(Region pointing data)

━━━━━━━━━━━━━━━━━━━━

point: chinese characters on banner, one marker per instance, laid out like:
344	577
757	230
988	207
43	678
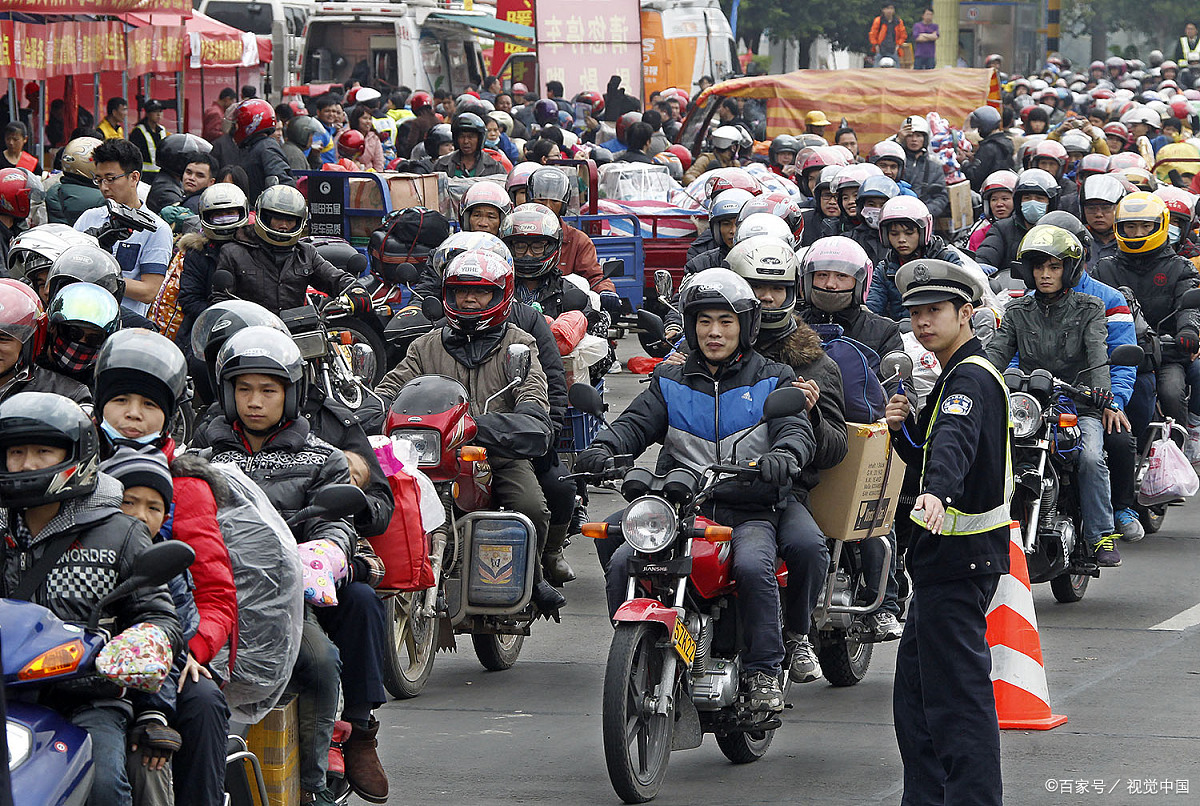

━━━━━━━━━━━━━━━━━━━━

● Exercise objective
Give each record above back word for word, but carry over none of the pictures.

● Solution to this exercise
point: chinese characters on banner, one marker per instance, laid out like:
344	577
757	230
988	207
43	678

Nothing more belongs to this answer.